## Text under study
>>>>>
Conspiracies are hatched either to compel the victims to sell their properties at nominal price or kill the family members with the connivance of neighbours by declaring them witches. In tribal societies, denouncing a person and his family members as black magic practitioners automatically devalues the price of their land since nobody intends to purchase a land where once alleged witches lived or practised black magic.

Interestingly, the quacks who normally detect and identify witches and whose writ run in rural belts, themselves become victims of witch-hunting at times. With the passage of time, this social menace is increasingly becoming complex.

Some find it a convenient ploy to castigate a woman as witch for executing their nefarious designs. It is not uncommon to see persecutions and killings related to witch-hunting are resulted from "romantic jealousy". A jilted lover tries to settle his personal tragedy by accusing his female counterpart of practicising black magic.

In a patriarchal society, a woman is punished even for turning down sexual advances of influential person. Sometimes, women are also made responsible for natural calamities and poor harvest. Oppression of women in the pretext of witch-hunting is a disturbing trend that Assam has been witnessing in the recent period.

There are no set criterion which could be uniformly applied to all the witch-hunting cases that have taken place in the state. The modus operandi of this social evil varies from place to place and one ethnic group to another. Witch-hunting occurs due to a complex interplay of multiple factors. It is difficult to pin point a specific reason for this social evil.

The civil rights groups of the state have been consistently demanding a tough law to contain such inhuman practice. In a major development on August13, the state assembly unanimously passed the Assam Witch Hunting (Prohibition, Prevention and Protection) Bill.

It is the strictest anti-witch-hunting legislation ever adopted by any state assembly in the country. The law has made witch-hunting a criminal and nonbailable offence. It stipulates three to seven years jail for leveling any person a witch. The term could be extended to life imprisonment in case the person is forced to commit suicide as a consequence of being branded a witch.

With this law, the Assam government seeks to contain illegal practices by quacks. It envisages action against negligence in investigation and free legal assistance to victims. There is also provision for establishing special courts to expedite the trial.
<<<<<
## Exercise objective
Continue the passage on witch-hunting in Assam, picking up after its final sentence.

Stored data entries
>>>>>
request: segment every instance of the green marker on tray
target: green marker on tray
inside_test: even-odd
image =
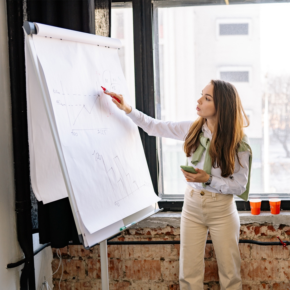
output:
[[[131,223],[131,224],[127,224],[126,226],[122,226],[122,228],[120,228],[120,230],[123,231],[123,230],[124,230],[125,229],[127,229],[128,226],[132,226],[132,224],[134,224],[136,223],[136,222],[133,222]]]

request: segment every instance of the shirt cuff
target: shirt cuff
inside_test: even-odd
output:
<<<<<
>>>>>
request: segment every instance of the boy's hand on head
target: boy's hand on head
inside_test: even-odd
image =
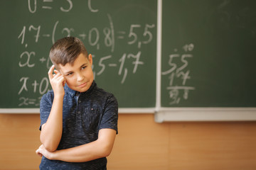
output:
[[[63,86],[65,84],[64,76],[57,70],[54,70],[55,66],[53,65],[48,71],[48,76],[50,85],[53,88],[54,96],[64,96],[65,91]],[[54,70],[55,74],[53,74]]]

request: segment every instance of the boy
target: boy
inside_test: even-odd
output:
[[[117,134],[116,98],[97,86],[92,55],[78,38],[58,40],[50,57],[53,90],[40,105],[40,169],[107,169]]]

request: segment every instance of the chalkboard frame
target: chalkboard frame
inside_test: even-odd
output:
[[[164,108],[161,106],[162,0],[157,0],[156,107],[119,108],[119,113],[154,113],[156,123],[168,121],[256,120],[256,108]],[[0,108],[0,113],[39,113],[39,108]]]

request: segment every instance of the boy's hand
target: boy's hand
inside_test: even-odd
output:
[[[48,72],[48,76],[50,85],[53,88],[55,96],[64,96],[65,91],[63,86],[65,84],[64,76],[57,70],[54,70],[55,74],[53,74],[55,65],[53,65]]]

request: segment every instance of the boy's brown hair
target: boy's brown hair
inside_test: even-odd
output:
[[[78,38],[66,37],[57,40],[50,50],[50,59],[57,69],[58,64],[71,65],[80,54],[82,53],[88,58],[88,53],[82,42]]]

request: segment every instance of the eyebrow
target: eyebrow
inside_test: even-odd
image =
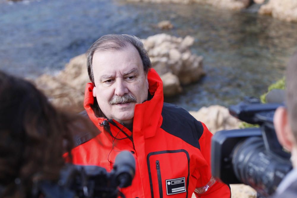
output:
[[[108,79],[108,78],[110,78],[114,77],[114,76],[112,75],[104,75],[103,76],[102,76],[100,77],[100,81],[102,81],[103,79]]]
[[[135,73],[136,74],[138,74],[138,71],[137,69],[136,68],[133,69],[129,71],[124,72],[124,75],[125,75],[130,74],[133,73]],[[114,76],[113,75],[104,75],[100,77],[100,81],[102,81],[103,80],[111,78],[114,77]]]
<<<<<
>>>>>
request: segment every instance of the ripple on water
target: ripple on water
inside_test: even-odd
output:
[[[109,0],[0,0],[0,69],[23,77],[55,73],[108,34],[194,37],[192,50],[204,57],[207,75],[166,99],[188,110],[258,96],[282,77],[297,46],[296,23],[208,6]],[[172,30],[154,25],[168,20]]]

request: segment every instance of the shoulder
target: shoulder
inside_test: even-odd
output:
<<<<<
## Output below
However, many in Assam feel that mere legislation even it may be stringent, is not sufficient to completely eradicate an age-old evil practice like witch-hunting. It has to be supplemented with awareness campaigns. Torture and killings associated with witch-hunting have been happening with disturbing regularity and are about to threaten tribal society's peace and harmony.

One of the key problems has been tribal communities' superstitious belief system. In order to away with the brutal practice of witchcraft, there is an urgent need to organise camps and workshops in the vulnerable areas to raise the level of awareness mainly regarding health aspects, increase the rate literacy and promote economic empowerment among the under-privileged sections of the society with the help of various welfare schemes of the government.

Witch-hunting also entails incidents in which innocent people have to undergo traumatic phases involving both mental agonies and severe physical stress. The brutalities perpetrated against women and children in the guise of witchcraft are contrary to the ethos of the country's civilisation that among other things empashises tolerance and try to inculcate a rational faculty into the individuals. The anti-superstition campaigners have long been demanding a national law as this social evil persists in not less than 12 states of India.

Dr. Rupak Bhattacharjee is an independent political analyst based in New Delhi, India, and focuses on issues related to India-Bangladesh relations, insurgency, infrastructure development, and regional connectivity in North-East India.